▸ Document
-- Begin --
VirtualBox and VMware ship their own proprietary ways of putting a VM on the same network as the host. KVM does not natively bridge over wireless, and that isn’t an oversight. The 802.11 standard forbids a station from sending frames with a source MAC address other than its own, and a normal Layer 2 bridge relays frames from many MAC addresses (one per guest), so the access point just drops them. This is a property of Wi-Fi itself, not of KVM.

The way around it is to move up a layer. Instead of bridging Ethernet frames (Layer 2), we route IP packets (Layer 3) and use proxy ARP to make the guests reachable as if they were on the local network. The good news is that both libvirt and the Linux kernel now do all of this natively. No TAP devices to create by hand, no per-guest routes to babysit, no unmaintained daemons.

There are two supported approaches below. Pick based on whether you need guests on a separate routed subnet (Option A, the simplest and most robust) or on the exact same subnet as the rest of your LAN (Option B).


This is the cleanest modern method. libvirt creates a small dedicated subnet, runs its own DHCP for the guests, and routes between that subnet and your Wi-Fi interface. Everything is declarative, survives reboots, and is managed entirely through virsh or virt-manager.

Guests live on their own subnet and reach the internet and your LAN normally. Other LAN devices reach the guests through the host, which acts as a router. For most use cases (servers, dev VMs, K8s nodes) this is exactly what you want.

1. Define the network

Create a file wifi-routed.xml. Replace wlan0 with your wireless interface, and pick a small subnet that does not overlap your LAN’s DHCP range:

wifi-routed.xml
<network>
<name>wifi-routed</name>
<forward dev="wlan0" mode="route">
<interface dev="wlan0"/>
</forward>
<bridge name="virbr1" stp="on" delay="0"/>
<domain name="wifi-routed"/>
<ip address="192.168.100.1" netmask="255.255.255.0">
<dhcp>
<range start="192.168.100.10" end="192.168.100.100"/>
</dhcp>
</ip>
</network>

2. Register and start it

Terminal window
virsh net-define wifi-routed.xml
virsh net-autostart wifi-routed
virsh net-start wifi-routed

net-define (rather than the older net-create) makes the network persistent so it survives reboots; net-autostart brings it up on boot.

3. Enable IP forwarding

libvirt usually sets this for you, but it’s worth making explicit and persistent. Add to /etc/sysctl.d/99-kvm-wifi.conf:

/etc/sysctl.d/99-kvm-wifi.conf
net.ipv4.ip_forward = 1

Apply it right away with sudo sysctl --system.
-- End --
Stored data entries
-- Begin --
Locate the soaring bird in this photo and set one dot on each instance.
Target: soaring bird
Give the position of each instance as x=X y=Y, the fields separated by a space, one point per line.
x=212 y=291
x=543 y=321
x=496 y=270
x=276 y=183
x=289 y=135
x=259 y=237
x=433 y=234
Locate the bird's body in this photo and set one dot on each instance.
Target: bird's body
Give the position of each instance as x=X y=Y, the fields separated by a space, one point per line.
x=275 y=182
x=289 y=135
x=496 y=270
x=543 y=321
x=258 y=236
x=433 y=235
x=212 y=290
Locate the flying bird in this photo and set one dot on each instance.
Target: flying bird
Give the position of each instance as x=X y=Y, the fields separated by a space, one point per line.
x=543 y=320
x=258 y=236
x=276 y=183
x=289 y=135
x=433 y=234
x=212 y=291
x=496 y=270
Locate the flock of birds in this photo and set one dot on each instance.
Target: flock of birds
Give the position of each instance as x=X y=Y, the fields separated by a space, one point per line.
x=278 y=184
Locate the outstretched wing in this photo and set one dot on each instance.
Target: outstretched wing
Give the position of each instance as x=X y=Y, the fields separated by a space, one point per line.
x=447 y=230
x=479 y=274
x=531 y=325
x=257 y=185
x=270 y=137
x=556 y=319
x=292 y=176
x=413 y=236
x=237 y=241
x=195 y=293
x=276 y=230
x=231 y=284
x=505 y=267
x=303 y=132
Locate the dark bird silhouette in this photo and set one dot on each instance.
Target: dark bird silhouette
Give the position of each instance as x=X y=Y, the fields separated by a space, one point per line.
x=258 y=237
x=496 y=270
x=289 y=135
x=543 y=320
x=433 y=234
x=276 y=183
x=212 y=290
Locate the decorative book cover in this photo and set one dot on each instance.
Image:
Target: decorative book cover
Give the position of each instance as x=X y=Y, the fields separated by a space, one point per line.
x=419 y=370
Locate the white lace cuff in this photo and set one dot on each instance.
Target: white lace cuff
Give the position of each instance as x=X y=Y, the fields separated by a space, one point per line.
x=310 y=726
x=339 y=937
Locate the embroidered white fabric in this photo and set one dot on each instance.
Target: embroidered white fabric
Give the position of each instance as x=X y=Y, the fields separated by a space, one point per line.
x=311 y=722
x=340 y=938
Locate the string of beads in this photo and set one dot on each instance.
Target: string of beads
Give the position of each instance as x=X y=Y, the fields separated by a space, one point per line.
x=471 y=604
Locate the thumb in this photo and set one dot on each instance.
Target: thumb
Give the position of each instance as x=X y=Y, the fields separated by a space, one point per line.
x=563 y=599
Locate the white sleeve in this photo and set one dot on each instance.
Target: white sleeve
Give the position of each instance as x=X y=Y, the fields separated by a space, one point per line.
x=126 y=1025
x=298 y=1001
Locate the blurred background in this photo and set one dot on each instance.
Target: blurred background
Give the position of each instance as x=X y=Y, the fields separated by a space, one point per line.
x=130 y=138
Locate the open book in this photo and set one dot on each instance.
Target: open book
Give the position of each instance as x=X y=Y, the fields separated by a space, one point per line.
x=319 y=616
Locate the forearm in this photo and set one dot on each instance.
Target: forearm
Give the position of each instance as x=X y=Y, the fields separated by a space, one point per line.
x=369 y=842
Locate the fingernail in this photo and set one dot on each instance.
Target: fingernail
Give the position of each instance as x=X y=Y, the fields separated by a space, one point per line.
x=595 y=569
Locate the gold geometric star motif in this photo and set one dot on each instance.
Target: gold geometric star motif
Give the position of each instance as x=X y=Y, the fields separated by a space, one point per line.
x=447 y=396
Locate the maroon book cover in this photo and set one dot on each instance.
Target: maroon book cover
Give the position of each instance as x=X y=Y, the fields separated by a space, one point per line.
-- End --
▸ Written task
According to the guide on KVM networking over Wi-Fi, what does the net-autostart command do? These items are material separate from the guide.

▸ Exercise output
It brings the network up on boot.